Task instructions - Repeat the entries verbatim.
'''
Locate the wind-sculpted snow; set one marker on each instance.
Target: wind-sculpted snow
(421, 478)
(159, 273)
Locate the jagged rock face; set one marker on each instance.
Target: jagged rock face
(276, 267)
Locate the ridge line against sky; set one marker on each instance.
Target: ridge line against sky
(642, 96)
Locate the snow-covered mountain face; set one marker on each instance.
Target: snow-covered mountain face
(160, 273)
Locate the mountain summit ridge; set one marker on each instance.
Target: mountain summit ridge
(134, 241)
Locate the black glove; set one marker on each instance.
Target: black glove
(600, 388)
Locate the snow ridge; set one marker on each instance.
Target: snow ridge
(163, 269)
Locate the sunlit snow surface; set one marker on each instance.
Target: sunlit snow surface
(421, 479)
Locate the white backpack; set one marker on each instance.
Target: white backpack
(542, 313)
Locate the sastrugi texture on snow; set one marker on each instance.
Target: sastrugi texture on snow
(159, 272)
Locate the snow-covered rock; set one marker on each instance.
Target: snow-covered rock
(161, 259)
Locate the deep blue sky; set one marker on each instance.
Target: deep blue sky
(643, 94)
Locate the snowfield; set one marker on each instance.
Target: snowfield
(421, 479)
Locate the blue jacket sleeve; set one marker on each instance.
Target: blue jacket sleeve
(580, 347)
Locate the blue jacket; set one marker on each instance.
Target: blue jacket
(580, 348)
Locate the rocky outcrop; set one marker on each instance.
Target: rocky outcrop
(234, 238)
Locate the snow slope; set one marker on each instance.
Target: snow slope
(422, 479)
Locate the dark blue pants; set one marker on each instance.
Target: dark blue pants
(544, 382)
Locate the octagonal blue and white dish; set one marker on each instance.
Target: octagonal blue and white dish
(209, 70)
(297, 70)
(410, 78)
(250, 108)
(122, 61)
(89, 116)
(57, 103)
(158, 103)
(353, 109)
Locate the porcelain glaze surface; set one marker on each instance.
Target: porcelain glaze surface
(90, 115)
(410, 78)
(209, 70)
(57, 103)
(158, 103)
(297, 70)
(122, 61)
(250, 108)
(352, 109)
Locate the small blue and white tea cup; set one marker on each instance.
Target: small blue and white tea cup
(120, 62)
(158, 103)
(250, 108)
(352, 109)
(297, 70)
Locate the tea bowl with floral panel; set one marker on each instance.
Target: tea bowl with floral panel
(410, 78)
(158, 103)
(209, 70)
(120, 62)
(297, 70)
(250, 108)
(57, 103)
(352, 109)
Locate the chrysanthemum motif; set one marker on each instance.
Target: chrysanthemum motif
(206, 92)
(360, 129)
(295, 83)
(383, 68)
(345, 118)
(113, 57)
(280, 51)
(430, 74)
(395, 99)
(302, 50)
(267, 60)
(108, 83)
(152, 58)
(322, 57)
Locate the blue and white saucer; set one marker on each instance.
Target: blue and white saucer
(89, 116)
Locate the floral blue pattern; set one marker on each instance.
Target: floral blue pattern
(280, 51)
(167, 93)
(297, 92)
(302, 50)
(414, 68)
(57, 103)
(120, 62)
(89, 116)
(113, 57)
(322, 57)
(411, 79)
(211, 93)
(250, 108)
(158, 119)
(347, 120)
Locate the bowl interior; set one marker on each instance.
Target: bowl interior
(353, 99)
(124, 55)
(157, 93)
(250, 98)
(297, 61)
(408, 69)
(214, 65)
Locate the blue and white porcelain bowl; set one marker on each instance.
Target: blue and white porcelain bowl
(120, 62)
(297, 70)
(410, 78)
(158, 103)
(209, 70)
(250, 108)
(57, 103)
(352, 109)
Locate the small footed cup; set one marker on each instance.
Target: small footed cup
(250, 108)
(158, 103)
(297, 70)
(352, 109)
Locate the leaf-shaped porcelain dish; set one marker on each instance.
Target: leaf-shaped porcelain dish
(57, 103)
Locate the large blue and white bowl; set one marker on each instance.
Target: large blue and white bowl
'''
Response to the task -
Locate the wind-sculpted snow; set one marker on each instance.
Target: wind-sculpted snow
(421, 478)
(159, 273)
Locate the jagged rock face; set one marker on each instance.
Target: jagged rock face
(276, 267)
Locate the ridge line against sky; set one marker on each instance.
Target: ridge line against sky
(642, 96)
Locate the snow-covered mountain face; set one marker on each instance.
Target: snow-covered mountain face
(160, 273)
Locate the mountain summit ridge; set one marker on each instance.
Target: mountain summit ridge
(134, 241)
Locate the black glove; set one marker on each instance.
Target: black glove
(600, 388)
Locate the snow ridge; set one marker on each instance.
Target: snow ridge
(163, 269)
Locate the sunlit snow surface; set one marker on each instance.
Target: sunlit snow surface
(421, 479)
Locate the white backpack; set one marker on each instance.
Target: white backpack
(542, 313)
Locate the sastrugi texture on snow; set one marker on each instance.
Target: sastrugi texture on snow
(159, 272)
Locate the snow-covered rock; set one marker on each instance.
Target: snow-covered rock
(161, 259)
Locate the deep blue sky; set one marker on each instance.
Target: deep blue sky
(643, 94)
Locate the snowfield; set one marker on each instance.
Target: snowfield
(421, 479)
Locate the blue jacket sleeve; set one marker on each instance.
Target: blue jacket sleeve
(580, 347)
Locate the blue jacket; set one marker on each instance.
Target: blue jacket
(580, 348)
Locate the rocky outcrop; set one marker on each instance.
Target: rocky outcrop
(234, 238)
Locate the snow slope; set one marker on each instance.
Target: snow slope
(422, 479)
Locate the dark blue pants; set one marker on each instance.
Target: dark blue pants
(544, 382)
Locate the octagonal blue and white dish; set one marker on each instance.
Target: octagonal blue and white dish
(209, 70)
(297, 70)
(410, 78)
(250, 108)
(122, 61)
(89, 116)
(57, 103)
(158, 103)
(353, 109)
Locate the porcelain glaze surface; set one marker on each instance.
Target: porcelain glaze surface
(90, 115)
(410, 78)
(209, 70)
(57, 103)
(158, 103)
(297, 70)
(122, 61)
(250, 108)
(352, 109)
Locate the small blue and white tea cup; set one marker on each instance.
Target: small blue and white tea cup
(120, 62)
(158, 103)
(250, 108)
(352, 109)
(297, 70)
Locate the tea bowl with floral panel; set one marker on each instance.
Target: tea bowl with floral panel
(410, 78)
(158, 103)
(209, 70)
(120, 62)
(297, 70)
(250, 108)
(57, 103)
(352, 109)
Locate the chrysanthemum motif; set one marker on each instance.
Target: chrysanthemum motif
(206, 92)
(360, 129)
(295, 83)
(383, 68)
(345, 118)
(113, 57)
(280, 51)
(430, 74)
(395, 99)
(302, 50)
(267, 60)
(108, 83)
(152, 58)
(322, 57)
Locate the blue and white saucer; set one marker on each instance.
Target: blue and white saucer
(89, 116)
Locate the floral blue pattern; set one marker on each instance.
Target: floral blue pattern
(280, 51)
(167, 93)
(297, 92)
(302, 50)
(414, 68)
(57, 103)
(120, 62)
(89, 116)
(113, 57)
(322, 57)
(411, 79)
(211, 93)
(250, 108)
(158, 119)
(347, 120)
Locate the bowl interior; set one marker on each instance.
Target: bowl interior
(353, 99)
(124, 55)
(157, 93)
(250, 98)
(297, 61)
(408, 69)
(214, 65)
Locate the blue and white porcelain bowl; set one marker on each instance.
Target: blue and white porcelain bowl
(120, 62)
(297, 70)
(410, 78)
(158, 103)
(209, 70)
(250, 108)
(57, 103)
(352, 109)
Locate the small footed cup; set one marker on each instance.
Target: small footed cup
(250, 108)
(158, 103)
(297, 70)
(352, 109)
Locate the leaf-shaped porcelain dish; set one marker on each instance.
Target: leaf-shaped porcelain dish
(57, 103)
Locate the large blue and white bowl; set one marker on each instance.
Target: large blue and white bowl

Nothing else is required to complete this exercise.